* What you need to do *
How many of the lines below contain the string "target"? Reply with the number alone.

== Provided entries

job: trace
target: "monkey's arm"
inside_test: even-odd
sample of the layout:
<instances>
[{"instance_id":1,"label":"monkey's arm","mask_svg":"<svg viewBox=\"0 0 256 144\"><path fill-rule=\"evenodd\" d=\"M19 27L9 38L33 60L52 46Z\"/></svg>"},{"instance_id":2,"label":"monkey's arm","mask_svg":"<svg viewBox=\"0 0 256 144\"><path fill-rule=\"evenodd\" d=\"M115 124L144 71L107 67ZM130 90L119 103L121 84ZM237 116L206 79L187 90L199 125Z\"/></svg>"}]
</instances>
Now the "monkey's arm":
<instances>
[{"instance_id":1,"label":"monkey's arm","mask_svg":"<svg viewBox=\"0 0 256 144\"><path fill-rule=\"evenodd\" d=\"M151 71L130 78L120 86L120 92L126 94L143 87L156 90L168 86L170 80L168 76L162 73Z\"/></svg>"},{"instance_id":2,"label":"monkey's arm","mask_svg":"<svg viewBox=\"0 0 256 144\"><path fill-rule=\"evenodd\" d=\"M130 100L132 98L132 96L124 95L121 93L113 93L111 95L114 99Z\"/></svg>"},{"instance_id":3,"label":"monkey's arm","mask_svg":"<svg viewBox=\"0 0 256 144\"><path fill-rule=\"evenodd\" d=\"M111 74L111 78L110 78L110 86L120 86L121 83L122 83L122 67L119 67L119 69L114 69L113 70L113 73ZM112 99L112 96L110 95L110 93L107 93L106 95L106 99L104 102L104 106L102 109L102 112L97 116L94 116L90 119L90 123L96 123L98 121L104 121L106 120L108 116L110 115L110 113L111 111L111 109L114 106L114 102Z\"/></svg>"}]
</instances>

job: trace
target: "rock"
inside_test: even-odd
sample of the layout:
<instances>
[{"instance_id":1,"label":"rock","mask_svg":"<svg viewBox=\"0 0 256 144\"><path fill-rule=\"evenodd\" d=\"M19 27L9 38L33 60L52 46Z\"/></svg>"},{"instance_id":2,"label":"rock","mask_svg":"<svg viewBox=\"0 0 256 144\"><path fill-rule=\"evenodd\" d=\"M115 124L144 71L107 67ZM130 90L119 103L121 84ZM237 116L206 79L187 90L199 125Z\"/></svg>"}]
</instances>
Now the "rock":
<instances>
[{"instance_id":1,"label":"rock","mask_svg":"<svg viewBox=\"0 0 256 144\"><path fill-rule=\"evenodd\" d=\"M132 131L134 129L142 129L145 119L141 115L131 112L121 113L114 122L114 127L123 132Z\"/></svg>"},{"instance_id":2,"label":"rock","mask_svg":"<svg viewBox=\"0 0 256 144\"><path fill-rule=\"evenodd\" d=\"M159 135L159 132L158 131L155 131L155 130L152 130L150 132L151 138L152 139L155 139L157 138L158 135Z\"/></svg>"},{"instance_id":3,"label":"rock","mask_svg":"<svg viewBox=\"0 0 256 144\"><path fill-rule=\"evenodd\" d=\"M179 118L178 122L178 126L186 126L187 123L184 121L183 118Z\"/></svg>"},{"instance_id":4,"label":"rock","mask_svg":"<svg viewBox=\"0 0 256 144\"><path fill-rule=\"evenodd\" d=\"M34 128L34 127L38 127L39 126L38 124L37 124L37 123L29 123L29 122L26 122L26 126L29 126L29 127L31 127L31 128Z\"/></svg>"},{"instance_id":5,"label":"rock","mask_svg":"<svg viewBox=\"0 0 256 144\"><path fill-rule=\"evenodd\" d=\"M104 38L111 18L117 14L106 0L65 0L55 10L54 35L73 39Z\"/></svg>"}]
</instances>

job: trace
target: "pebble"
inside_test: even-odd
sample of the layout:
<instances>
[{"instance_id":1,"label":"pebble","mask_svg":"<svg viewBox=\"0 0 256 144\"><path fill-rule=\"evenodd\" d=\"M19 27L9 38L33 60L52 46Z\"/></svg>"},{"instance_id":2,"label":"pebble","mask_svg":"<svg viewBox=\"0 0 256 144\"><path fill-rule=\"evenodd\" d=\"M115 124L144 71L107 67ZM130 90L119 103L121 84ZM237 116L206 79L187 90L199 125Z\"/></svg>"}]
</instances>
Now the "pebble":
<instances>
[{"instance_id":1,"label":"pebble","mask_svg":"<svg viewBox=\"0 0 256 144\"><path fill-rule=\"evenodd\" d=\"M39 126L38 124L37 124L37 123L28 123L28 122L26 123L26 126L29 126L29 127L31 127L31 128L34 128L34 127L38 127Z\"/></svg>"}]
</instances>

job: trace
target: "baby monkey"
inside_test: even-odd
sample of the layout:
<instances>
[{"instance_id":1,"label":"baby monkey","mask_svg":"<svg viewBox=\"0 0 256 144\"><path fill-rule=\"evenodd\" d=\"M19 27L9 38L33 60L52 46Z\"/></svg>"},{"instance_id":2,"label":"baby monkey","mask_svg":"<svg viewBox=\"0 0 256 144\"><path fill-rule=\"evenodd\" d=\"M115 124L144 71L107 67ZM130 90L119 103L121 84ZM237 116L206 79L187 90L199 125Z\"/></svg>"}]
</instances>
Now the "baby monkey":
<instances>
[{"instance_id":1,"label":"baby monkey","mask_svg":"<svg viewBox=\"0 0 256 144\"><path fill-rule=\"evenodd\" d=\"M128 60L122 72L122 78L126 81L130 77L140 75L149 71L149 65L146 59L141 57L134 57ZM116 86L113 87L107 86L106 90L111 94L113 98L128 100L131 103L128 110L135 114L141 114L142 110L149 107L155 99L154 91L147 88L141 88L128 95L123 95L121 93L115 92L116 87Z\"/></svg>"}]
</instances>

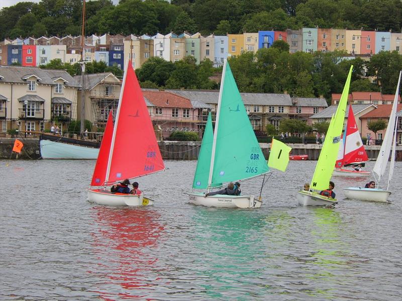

====

* The completed task *
4